REQUIRED WORK – Every entry must be given again exactly. Include no pictures.

☆ ☆ ☆ ☆ ☆

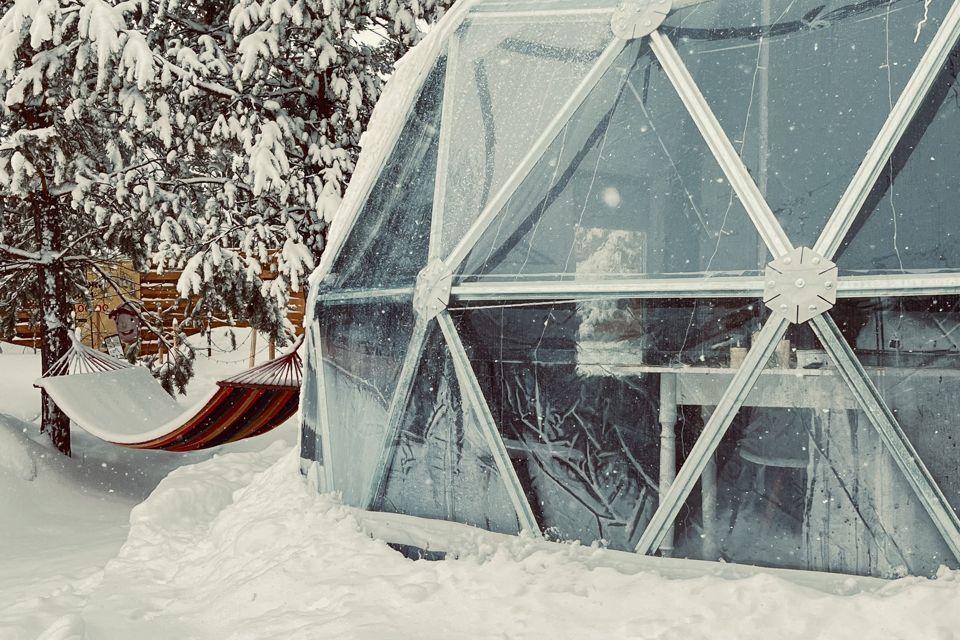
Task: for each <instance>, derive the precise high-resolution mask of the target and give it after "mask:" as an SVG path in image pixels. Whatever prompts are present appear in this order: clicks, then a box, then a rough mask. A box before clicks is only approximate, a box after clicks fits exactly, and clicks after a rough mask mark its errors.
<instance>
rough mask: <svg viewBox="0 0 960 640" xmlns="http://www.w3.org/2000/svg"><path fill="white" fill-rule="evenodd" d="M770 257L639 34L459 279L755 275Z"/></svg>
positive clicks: (491, 234) (704, 144) (594, 277)
mask: <svg viewBox="0 0 960 640" xmlns="http://www.w3.org/2000/svg"><path fill="white" fill-rule="evenodd" d="M766 261H767V253H766V250H765V249H764V247H763V246H762V244H761V242H760V240H759V238H758V235H757V233H756V230H755V228H754V226H753V224H752V223H751V222H750V220H749V218H748V217H747V214H746V212H745V211H744V209H743V207H742V206H741V204H740V202H739V200H738V199H737V197H736V195H735V194H734V192H733V190H732V189H731V187H730V185H729V184H728V183H727V181H726V179H725V177H724V175H723V172H722V171H721V170H720V167H719V166H718V165H717V162H716V161H715V160H714V159H713V156H712V155H711V154H710V151H709V150H708V148H707V145H706V143H705V142H704V141H703V138H702V137H701V135H700V133H699V131H698V129H697V127H696V126H695V124H694V123H693V121H692V120H691V118H690V116H689V114H688V113H687V111H686V109H685V108H684V107H683V104H682V103H681V101H680V98H679V97H678V96H677V94H676V91H675V90H674V88H673V86H672V85H671V84H670V81H669V80H668V79H667V77H666V75H665V74H664V72H663V71H662V69H661V68H660V66H659V64H658V63H657V62H656V61H655V59H654V57H653V55H652V53H651V52H650V51H649V49H648V48H647V47H646V46H644V45H641V44H639V43H637V42H634V43H631V44H630V45H628V46H627V48H626V49H625V50H624V52H623V53H622V54H621V55H620V56H619V57H618V58H617V59H616V61H615V62H614V63H613V65H612V66H611V68H610V69H609V70H608V71H607V73H606V74H605V75H604V76H603V77H602V78H601V79H600V81H599V83H598V84H597V86H596V88H595V89H594V90H593V92H592V93H591V94H590V95H589V96H588V97H587V99H586V100H585V101H584V103H583V104H582V105H581V106H580V108H579V109H578V110H577V111H576V113H575V114H574V115H573V117H572V118H571V120H570V121H569V122H568V123H567V125H566V126H565V127H564V129H563V130H562V131H561V132H560V134H559V135H558V136H557V138H556V139H555V140H554V141H553V143H552V144H551V146H550V147H549V148H548V149H547V150H546V152H545V153H544V155H543V157H542V158H541V159H540V160H539V162H538V163H537V164H536V165H535V166H534V167H533V168H532V169H531V171H530V173H529V174H528V175H527V177H526V178H525V179H524V181H523V182H522V184H521V185H520V186H519V188H518V189H517V190H516V192H515V193H514V194H513V196H512V197H511V199H510V200H509V202H508V203H507V204H506V206H505V208H504V210H502V211H501V212H500V213H499V214H498V216H497V217H496V218H495V219H494V220H493V221H492V223H491V224H490V226H489V227H488V228H487V230H486V231H485V232H484V234H483V235H482V236H481V237H480V239H479V240H478V242H477V243H476V245H475V246H474V248H473V250H472V251H471V252H470V254H469V255H468V257H467V258H466V260H465V262H464V264H463V265H462V267H461V270H460V272H459V275H458V279H459V281H460V282H472V281H490V280H526V281H538V280H539V281H543V280H558V279H570V280H574V279H576V280H589V279H597V280H600V279H613V278H637V277H646V276H659V277H672V276H678V277H679V276H686V277H689V276H702V275H704V274H712V275H716V274H742V273H749V274H756V273H758V272H759V269H760V267H761V265H763V264H764V263H765V262H766Z"/></svg>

☆ ☆ ☆ ☆ ☆

EXERCISE SOLUTION –
Task: for each <instance>, derive the precise high-resolution mask of the target and give it after "mask:" as an SVG path in image pixels. Whatever prompts are present appear in this order: clicks, then a box, then a rough mask. A box before clicks is only approximate, a box after clicks fits exactly, and clicks after a rough mask mark its errors.
<instance>
rough mask: <svg viewBox="0 0 960 640" xmlns="http://www.w3.org/2000/svg"><path fill="white" fill-rule="evenodd" d="M770 257L639 34L459 279L755 275Z"/></svg>
positive clicks: (491, 234) (704, 144) (594, 277)
mask: <svg viewBox="0 0 960 640" xmlns="http://www.w3.org/2000/svg"><path fill="white" fill-rule="evenodd" d="M766 261H767V253H766V250H765V249H764V247H763V246H762V244H761V242H760V240H759V238H758V235H757V233H756V230H755V228H754V226H753V224H752V223H751V222H750V220H749V218H748V217H747V214H746V212H745V211H744V209H743V207H742V206H741V204H740V202H739V200H738V199H737V197H736V195H735V194H734V192H733V190H732V189H731V187H730V185H729V184H728V183H727V181H726V179H725V177H724V175H723V172H722V171H721V170H720V167H719V166H718V165H717V162H716V161H715V160H714V159H713V156H712V155H711V154H710V151H709V150H708V148H707V145H706V143H705V142H704V141H703V138H702V137H701V135H700V133H699V131H698V129H697V127H696V126H695V124H694V123H693V121H692V120H691V118H690V116H689V114H688V113H687V111H686V109H685V108H684V107H683V104H682V103H681V101H680V98H679V97H678V96H677V94H676V91H675V90H674V88H673V86H672V85H671V84H670V81H669V80H668V79H667V77H666V75H665V74H664V72H663V71H662V69H661V68H660V66H659V64H658V63H657V62H656V61H655V59H654V57H653V55H652V53H651V52H650V51H649V49H648V48H647V47H646V46H644V45H641V44H639V43H637V42H634V43H631V44H630V45H628V46H627V48H626V49H625V50H624V52H623V53H622V54H621V55H620V56H619V57H618V58H617V59H616V61H615V62H614V63H613V65H612V66H611V68H610V69H609V70H608V71H607V73H606V74H605V75H604V76H603V77H602V78H601V79H600V81H599V83H598V84H597V86H596V88H595V89H594V90H593V92H592V93H591V94H590V95H589V96H588V97H587V99H586V100H585V101H584V103H583V104H582V105H581V106H580V108H579V109H578V110H577V111H576V113H575V114H574V115H573V117H572V118H571V120H570V121H569V122H568V123H567V125H566V126H565V127H564V129H563V130H562V131H561V132H560V134H559V135H558V136H557V138H556V139H555V140H554V141H553V143H552V144H551V146H550V147H549V148H548V149H547V150H546V152H545V153H544V155H543V157H542V158H541V159H540V160H539V162H538V163H537V164H536V165H535V166H534V167H533V168H532V169H531V171H530V173H529V174H528V175H527V177H526V178H525V179H524V181H523V182H522V184H521V185H520V186H519V188H518V189H517V190H516V192H515V193H514V194H513V196H512V197H511V199H510V200H509V202H508V203H507V204H506V206H505V208H504V210H502V211H501V212H500V213H499V214H498V216H497V217H496V218H495V219H494V220H493V221H492V223H491V224H490V226H489V227H488V228H487V230H486V231H485V232H484V234H483V235H482V236H481V237H480V239H479V240H478V242H477V243H476V245H475V246H474V248H473V250H472V251H471V252H470V254H469V255H468V257H467V258H466V260H465V262H464V264H463V265H462V267H461V270H460V272H459V275H458V279H459V281H460V282H472V281H490V280H526V281H538V280H539V281H543V280H558V279H570V280H574V279H576V280H589V279H597V280H600V279H613V278H637V277H646V276H659V277H672V276H678V277H679V276H686V277H689V276H702V275H704V274H712V275H716V274H742V273H749V274H756V273H758V272H759V269H760V267H761V265H763V264H764V263H765V262H766Z"/></svg>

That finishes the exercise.